» **Aim of the exercise**
So that nothing is lost, write out all the lines below exactly.

Content starts

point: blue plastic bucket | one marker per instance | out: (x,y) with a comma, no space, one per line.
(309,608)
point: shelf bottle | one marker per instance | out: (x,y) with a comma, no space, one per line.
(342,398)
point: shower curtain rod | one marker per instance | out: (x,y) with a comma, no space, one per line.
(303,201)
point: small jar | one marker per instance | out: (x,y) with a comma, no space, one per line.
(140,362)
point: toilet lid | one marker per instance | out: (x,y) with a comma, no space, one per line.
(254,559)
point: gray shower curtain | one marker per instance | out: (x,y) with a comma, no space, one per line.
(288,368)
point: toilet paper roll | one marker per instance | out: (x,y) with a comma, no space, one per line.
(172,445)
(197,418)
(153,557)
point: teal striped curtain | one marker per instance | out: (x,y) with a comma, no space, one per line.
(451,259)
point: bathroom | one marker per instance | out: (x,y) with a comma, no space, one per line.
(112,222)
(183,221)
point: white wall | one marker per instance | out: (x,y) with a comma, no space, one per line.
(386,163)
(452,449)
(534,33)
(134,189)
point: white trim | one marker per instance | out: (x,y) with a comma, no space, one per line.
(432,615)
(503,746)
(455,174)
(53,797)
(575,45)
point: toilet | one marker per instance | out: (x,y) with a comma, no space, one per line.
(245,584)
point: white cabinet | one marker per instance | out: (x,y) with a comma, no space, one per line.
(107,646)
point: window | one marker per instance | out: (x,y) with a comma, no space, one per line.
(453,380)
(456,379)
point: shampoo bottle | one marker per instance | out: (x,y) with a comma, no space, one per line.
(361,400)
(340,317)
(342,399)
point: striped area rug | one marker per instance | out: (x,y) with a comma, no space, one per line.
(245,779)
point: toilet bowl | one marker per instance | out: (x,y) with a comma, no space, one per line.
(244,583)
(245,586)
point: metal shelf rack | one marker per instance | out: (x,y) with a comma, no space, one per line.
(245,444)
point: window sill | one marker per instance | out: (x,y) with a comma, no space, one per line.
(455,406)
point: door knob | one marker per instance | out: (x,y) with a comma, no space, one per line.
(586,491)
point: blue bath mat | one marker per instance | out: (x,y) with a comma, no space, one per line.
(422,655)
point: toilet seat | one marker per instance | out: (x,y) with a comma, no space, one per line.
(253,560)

Content ends

» **Answer to the problem**
point: blue plastic bucket | one marker per instance | out: (x,y) with a comma, no space, one per line.
(309,608)
point: shelf bottle | one marker per instance | out: (x,y) with a comma, no space, one per line.
(342,398)
point: shower curtain rod | one marker per instance | out: (x,y) with a comma, no space, one per line.
(303,201)
point: small jar | one marker per instance | out: (x,y) with a comma, no space, one per line.
(140,362)
point: toilet lid | one marker per instance | out: (x,y) with a comma, no space, one per line.
(254,559)
point: gray shower curtain | one marker per instance | out: (x,y) with a comma, no space, one per line.
(288,368)
point: toilet paper roll | one marker per instance | out: (x,y) with a comma, no space, one per line.
(172,445)
(197,418)
(153,557)
point: teal striped curtain | one marker per instance | out: (x,y) with a comma, no space, one per line.
(451,259)
point: bathroom | one marker per instance | out: (x,y) with a comma, no space, one per line.
(112,222)
(183,221)
point: white wall | one marker per instance | out: (x,y) with a comma, no space, one per line.
(386,163)
(452,449)
(534,33)
(134,189)
point: white trim | one marker per instance | out: (x,y) with a comma, no space, one per line.
(432,615)
(503,746)
(455,174)
(53,797)
(575,45)
point: toilet | one marker per instance | out: (x,y) with a comma, no space, one per line.
(245,584)
point: white cabinet | one marker per instance | out: (x,y) with a comma, no space, one per line.
(107,646)
point: window | one marker per instance | out: (x,y) with a comma, no space, one per line.
(453,380)
(456,379)
point: shampoo bottle | one marker per instance | out: (x,y) with a comma, no space, one per line.
(361,400)
(340,317)
(342,399)
point: striped area rug | one marker per instance | out: (x,y) with a comma, no space, one per line.
(245,779)
point: toilet bowl | one marker per instance | out: (x,y) with a comma, no space, one per line.
(244,583)
(245,586)
point: metal shelf rack | one marker per instance | out: (x,y) with a comma, no space, one per line.
(245,444)
point: window sill | one marker per instance | out: (x,y) with a comma, no space, one per line.
(455,406)
point: door knob | one marker per instance | out: (x,y) with a comma, no space, one per line.
(586,491)
point: blue bath mat | one marker per instance | out: (x,y) with a comma, no space, one per line.
(422,655)
point: toilet seat | one marker per instance | out: (x,y) with a comma, no space, one per line.
(253,560)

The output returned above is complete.